-- start Record excerpts --
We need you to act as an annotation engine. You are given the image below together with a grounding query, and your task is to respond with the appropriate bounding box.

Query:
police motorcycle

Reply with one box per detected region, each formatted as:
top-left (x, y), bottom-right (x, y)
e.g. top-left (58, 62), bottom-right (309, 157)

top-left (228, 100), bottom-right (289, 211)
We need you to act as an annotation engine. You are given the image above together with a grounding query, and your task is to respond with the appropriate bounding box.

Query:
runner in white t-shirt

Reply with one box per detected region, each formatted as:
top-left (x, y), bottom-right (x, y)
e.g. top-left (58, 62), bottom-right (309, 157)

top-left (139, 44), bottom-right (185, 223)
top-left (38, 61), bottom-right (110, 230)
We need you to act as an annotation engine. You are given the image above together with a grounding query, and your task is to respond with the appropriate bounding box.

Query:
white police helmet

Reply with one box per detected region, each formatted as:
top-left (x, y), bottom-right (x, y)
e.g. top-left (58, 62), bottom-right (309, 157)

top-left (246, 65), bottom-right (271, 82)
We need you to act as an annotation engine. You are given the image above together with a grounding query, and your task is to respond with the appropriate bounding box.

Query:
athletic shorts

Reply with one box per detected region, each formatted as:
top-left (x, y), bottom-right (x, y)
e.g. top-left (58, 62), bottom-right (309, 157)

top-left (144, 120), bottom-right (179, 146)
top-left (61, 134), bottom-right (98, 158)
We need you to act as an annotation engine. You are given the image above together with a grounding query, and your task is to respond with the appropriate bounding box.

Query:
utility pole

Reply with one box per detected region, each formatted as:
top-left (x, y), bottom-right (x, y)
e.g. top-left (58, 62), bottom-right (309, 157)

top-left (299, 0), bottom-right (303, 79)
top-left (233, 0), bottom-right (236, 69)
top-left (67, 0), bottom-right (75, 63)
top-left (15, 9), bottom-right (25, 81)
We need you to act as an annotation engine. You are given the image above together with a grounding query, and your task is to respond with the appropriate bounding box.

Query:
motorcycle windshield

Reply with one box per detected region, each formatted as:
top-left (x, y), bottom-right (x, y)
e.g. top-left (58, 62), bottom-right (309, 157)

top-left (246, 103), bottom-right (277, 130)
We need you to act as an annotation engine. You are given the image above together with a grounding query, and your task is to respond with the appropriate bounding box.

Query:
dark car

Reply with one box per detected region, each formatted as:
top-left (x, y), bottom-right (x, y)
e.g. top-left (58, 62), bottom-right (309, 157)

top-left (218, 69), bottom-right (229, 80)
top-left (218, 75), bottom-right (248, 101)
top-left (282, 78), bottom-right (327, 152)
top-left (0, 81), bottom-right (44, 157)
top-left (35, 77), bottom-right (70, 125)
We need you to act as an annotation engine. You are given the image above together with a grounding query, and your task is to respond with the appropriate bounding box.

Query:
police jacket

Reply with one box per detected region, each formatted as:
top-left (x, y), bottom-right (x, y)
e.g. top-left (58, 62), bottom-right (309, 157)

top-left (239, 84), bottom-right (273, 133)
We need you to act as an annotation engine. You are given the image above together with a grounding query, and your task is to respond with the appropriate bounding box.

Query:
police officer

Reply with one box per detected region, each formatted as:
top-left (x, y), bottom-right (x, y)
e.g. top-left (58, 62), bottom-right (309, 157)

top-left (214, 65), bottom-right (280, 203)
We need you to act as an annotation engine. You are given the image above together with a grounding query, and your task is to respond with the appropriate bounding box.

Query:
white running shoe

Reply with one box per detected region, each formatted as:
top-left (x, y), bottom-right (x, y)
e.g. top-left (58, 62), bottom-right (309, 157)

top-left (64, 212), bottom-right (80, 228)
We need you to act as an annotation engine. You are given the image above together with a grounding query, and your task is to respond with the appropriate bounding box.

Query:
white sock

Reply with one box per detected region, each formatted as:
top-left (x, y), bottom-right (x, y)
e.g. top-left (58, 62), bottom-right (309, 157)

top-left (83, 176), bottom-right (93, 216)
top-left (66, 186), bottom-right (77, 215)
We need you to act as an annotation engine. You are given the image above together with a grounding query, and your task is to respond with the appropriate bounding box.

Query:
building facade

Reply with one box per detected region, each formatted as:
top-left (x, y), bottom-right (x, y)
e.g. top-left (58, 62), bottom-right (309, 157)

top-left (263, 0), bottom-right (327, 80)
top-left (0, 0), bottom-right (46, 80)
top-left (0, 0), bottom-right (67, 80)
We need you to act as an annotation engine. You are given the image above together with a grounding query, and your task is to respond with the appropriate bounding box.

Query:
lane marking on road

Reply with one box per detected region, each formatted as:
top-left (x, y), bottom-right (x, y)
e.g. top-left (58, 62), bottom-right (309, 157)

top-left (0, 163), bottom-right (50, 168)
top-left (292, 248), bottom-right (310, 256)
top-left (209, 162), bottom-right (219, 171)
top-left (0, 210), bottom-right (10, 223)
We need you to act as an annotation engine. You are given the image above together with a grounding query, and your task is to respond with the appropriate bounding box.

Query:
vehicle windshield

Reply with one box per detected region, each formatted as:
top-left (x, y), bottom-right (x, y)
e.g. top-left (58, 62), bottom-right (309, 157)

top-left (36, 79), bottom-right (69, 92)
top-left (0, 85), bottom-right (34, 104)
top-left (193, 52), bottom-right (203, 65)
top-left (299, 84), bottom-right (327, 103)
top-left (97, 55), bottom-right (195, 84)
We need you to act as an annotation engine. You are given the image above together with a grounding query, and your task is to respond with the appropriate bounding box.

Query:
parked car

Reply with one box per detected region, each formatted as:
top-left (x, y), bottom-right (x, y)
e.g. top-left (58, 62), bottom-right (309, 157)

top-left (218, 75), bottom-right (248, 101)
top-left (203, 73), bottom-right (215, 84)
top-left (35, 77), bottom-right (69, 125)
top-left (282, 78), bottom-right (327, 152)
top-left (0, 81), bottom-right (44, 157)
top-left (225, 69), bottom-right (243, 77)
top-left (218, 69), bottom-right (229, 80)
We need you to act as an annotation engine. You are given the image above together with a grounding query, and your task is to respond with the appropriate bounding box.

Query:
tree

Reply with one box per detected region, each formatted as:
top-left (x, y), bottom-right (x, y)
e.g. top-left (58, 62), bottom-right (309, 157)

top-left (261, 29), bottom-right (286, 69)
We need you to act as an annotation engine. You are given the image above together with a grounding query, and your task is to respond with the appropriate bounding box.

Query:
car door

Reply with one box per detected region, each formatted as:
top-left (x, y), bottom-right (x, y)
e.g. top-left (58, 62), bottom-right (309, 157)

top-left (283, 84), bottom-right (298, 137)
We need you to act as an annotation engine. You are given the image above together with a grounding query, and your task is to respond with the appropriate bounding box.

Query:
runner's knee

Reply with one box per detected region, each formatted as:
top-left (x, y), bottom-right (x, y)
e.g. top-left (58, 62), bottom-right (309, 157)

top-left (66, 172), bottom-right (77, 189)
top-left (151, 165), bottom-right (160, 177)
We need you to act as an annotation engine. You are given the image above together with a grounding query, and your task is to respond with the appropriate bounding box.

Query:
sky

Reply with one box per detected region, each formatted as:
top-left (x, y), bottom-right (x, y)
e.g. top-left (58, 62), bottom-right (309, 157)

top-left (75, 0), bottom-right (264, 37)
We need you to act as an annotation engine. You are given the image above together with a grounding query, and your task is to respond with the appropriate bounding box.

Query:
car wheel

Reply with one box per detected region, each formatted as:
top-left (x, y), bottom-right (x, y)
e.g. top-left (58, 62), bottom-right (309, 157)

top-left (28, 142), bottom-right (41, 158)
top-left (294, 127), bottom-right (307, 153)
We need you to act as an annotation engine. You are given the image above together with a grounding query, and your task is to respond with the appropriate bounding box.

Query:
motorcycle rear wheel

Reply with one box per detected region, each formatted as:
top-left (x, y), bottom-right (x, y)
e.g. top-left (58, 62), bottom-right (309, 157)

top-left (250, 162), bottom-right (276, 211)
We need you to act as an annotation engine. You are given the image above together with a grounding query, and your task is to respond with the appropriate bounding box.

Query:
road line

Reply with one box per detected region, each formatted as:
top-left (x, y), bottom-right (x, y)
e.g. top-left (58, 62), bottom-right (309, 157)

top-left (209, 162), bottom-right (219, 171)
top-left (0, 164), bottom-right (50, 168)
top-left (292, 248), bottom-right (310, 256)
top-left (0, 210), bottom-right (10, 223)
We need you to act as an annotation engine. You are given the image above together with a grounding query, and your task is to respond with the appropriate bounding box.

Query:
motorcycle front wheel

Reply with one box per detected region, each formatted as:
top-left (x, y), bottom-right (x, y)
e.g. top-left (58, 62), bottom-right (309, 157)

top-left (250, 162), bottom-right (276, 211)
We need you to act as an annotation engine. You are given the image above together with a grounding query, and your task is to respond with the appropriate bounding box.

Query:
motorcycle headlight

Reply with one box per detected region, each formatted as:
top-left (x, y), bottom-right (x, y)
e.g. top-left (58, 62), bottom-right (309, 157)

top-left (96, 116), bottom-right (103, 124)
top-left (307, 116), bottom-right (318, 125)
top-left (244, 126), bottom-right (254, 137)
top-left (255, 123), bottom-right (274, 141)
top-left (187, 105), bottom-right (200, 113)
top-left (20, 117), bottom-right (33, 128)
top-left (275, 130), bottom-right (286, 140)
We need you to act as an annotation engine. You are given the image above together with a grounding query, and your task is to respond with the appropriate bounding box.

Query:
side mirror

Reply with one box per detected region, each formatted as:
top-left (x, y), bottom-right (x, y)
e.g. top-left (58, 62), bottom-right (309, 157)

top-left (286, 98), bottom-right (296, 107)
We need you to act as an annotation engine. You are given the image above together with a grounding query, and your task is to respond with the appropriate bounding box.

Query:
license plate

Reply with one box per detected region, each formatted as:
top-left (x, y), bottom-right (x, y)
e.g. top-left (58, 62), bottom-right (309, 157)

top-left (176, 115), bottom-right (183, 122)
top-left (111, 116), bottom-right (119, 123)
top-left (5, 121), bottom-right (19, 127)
-- end Record excerpts --
-- start Record excerpts --
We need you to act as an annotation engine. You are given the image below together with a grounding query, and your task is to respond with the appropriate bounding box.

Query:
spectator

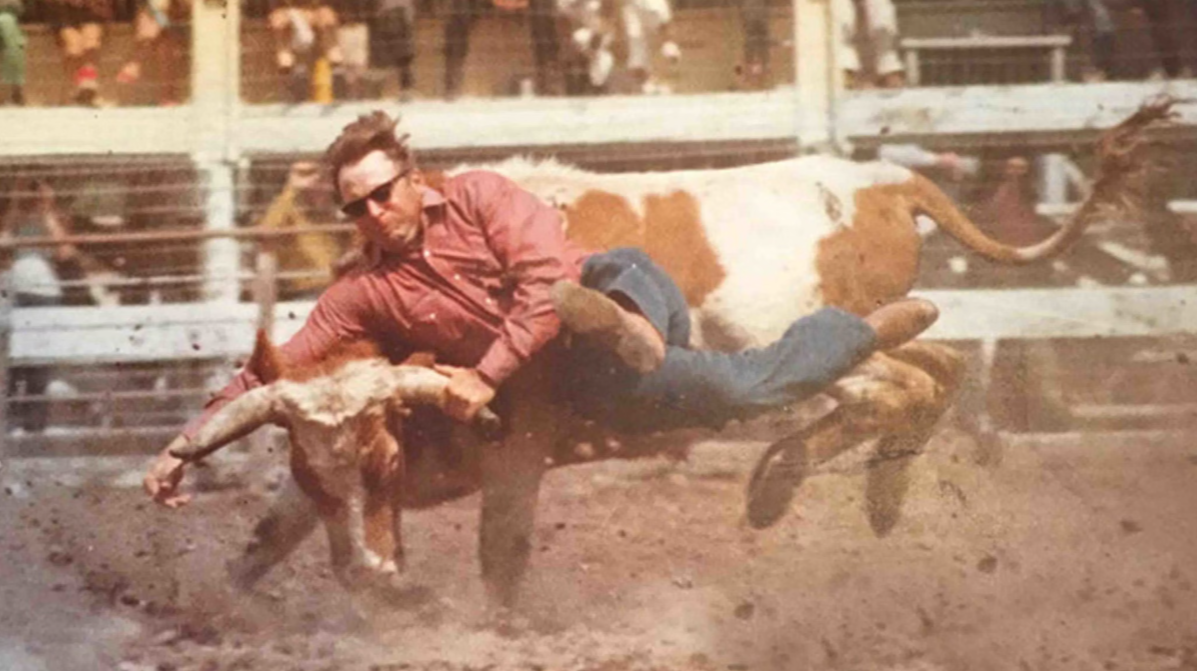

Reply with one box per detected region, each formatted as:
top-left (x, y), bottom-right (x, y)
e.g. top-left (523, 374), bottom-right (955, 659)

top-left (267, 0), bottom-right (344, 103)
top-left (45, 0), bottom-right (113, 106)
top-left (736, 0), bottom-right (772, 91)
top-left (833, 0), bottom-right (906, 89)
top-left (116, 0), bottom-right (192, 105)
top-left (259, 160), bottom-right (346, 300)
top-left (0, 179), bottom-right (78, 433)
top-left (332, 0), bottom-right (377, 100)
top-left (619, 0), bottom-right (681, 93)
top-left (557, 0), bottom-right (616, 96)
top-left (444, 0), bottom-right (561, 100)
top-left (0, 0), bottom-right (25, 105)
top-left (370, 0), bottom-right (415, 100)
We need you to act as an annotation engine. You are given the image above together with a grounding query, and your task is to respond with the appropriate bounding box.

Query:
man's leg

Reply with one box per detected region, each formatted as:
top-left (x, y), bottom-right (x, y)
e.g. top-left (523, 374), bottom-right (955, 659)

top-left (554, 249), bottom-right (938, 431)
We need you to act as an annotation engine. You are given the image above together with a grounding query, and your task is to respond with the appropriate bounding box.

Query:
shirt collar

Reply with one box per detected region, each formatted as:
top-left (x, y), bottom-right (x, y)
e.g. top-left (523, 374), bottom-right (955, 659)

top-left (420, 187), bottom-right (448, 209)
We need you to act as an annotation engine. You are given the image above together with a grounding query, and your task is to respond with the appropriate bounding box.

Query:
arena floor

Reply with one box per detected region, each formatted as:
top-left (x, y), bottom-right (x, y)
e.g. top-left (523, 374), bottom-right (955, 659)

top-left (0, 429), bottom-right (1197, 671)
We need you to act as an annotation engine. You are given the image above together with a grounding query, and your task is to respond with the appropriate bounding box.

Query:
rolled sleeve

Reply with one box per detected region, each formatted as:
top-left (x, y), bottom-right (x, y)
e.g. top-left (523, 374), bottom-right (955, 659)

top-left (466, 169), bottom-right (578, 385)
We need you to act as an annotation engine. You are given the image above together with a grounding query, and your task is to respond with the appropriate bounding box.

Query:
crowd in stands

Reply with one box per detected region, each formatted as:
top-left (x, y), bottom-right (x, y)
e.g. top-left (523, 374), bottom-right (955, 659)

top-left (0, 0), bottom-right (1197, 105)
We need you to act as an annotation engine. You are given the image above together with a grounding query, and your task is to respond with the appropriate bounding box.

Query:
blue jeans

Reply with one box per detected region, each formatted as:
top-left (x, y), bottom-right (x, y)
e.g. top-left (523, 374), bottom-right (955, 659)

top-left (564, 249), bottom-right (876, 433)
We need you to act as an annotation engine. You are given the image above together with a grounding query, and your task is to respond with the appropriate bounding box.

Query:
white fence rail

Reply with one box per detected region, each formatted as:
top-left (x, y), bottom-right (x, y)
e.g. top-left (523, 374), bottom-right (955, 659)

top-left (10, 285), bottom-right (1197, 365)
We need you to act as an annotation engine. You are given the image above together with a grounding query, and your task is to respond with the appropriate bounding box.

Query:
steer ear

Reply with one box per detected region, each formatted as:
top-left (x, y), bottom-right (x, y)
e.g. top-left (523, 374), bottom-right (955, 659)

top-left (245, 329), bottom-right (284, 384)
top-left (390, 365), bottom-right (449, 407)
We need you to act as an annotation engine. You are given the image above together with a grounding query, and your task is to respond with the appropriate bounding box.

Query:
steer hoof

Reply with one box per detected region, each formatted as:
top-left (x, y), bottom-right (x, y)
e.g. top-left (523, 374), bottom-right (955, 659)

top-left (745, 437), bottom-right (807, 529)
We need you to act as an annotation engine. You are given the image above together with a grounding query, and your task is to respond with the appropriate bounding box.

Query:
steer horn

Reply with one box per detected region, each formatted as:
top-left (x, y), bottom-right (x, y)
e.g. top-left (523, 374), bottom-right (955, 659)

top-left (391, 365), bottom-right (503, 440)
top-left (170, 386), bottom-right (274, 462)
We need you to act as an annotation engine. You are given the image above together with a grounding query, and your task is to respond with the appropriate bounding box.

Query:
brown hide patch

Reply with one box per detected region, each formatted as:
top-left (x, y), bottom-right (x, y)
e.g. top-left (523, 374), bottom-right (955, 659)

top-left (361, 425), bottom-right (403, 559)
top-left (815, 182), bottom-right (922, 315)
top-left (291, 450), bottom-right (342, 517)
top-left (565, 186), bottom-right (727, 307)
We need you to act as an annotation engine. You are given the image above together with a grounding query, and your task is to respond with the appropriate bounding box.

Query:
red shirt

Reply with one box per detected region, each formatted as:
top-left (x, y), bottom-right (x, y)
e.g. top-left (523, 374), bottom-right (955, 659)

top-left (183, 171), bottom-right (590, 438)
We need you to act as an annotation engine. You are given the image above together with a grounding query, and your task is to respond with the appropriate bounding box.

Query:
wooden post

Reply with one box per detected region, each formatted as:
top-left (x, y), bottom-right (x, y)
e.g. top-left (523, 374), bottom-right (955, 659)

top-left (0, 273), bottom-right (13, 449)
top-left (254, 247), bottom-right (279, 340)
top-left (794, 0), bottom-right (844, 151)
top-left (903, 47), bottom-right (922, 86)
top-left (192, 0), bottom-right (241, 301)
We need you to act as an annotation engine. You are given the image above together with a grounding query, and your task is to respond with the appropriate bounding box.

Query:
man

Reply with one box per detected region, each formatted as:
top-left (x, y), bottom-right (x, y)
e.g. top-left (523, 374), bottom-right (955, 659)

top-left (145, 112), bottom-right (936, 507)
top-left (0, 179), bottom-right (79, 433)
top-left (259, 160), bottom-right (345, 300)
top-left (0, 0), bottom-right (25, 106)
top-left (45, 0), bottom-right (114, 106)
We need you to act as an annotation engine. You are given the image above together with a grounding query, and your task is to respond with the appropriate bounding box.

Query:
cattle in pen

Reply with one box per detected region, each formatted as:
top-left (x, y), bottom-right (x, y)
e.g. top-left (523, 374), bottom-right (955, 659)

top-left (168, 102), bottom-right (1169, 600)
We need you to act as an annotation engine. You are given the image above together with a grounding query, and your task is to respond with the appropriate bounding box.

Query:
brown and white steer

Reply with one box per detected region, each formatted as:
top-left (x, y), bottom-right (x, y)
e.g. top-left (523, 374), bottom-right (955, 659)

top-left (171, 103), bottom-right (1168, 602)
-- end Record excerpts --
-- start Record excerpts --
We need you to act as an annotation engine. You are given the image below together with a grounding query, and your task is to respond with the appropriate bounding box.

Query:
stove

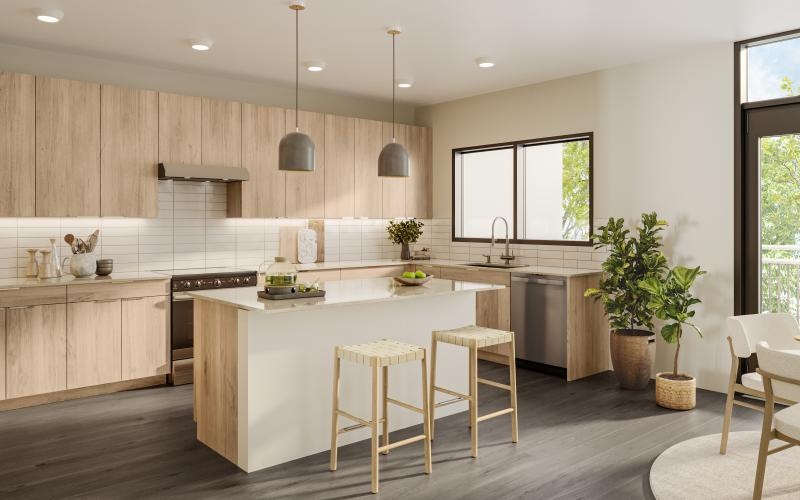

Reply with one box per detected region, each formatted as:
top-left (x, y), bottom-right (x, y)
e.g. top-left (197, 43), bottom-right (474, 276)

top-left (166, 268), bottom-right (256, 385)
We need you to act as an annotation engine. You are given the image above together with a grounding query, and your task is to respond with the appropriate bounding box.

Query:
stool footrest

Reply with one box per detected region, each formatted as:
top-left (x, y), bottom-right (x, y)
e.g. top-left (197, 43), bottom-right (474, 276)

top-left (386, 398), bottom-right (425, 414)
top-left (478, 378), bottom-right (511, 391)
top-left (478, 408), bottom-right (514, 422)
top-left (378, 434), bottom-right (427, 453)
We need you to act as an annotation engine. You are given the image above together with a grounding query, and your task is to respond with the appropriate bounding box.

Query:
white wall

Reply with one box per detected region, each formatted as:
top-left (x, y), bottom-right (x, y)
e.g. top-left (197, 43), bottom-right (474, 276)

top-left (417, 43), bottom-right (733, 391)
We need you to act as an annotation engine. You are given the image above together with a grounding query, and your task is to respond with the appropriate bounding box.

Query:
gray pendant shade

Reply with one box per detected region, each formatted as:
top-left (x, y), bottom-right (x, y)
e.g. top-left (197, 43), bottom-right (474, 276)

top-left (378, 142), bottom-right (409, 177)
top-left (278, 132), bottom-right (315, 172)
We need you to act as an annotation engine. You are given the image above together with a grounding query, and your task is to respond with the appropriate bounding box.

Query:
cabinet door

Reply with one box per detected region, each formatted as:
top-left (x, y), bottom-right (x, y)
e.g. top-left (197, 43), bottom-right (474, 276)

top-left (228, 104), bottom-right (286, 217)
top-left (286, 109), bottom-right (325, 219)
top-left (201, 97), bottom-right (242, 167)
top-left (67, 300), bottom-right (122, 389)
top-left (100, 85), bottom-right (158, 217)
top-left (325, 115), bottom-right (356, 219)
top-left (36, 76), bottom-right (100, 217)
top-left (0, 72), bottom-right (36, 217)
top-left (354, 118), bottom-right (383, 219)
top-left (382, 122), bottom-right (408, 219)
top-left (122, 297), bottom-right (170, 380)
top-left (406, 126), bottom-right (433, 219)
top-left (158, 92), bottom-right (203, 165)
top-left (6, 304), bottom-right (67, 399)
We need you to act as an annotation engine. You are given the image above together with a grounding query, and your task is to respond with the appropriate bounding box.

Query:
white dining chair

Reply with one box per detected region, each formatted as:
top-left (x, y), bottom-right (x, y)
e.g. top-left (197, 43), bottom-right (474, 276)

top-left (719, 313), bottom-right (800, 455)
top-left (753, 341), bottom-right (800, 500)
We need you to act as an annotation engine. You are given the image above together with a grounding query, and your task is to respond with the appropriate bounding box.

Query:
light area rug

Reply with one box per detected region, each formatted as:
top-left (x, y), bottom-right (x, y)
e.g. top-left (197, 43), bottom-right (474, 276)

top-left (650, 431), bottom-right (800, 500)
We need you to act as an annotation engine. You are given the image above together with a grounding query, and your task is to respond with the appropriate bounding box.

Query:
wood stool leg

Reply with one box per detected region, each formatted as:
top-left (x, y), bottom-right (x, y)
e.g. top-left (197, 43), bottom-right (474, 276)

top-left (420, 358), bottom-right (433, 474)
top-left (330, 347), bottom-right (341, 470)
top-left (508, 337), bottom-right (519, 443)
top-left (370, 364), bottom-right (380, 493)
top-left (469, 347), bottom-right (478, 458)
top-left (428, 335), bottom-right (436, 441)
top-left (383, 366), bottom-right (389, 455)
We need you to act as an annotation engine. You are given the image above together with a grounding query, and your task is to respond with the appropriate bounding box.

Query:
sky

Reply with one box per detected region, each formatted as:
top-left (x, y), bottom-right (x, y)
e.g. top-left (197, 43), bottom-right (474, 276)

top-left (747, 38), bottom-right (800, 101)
-- end Record excerpts --
• _Set problem_
Please pull out every line of the records above that contains the string "runner", treating case as significant.

• _Expected output_
runner in white t-shirt
runner's knee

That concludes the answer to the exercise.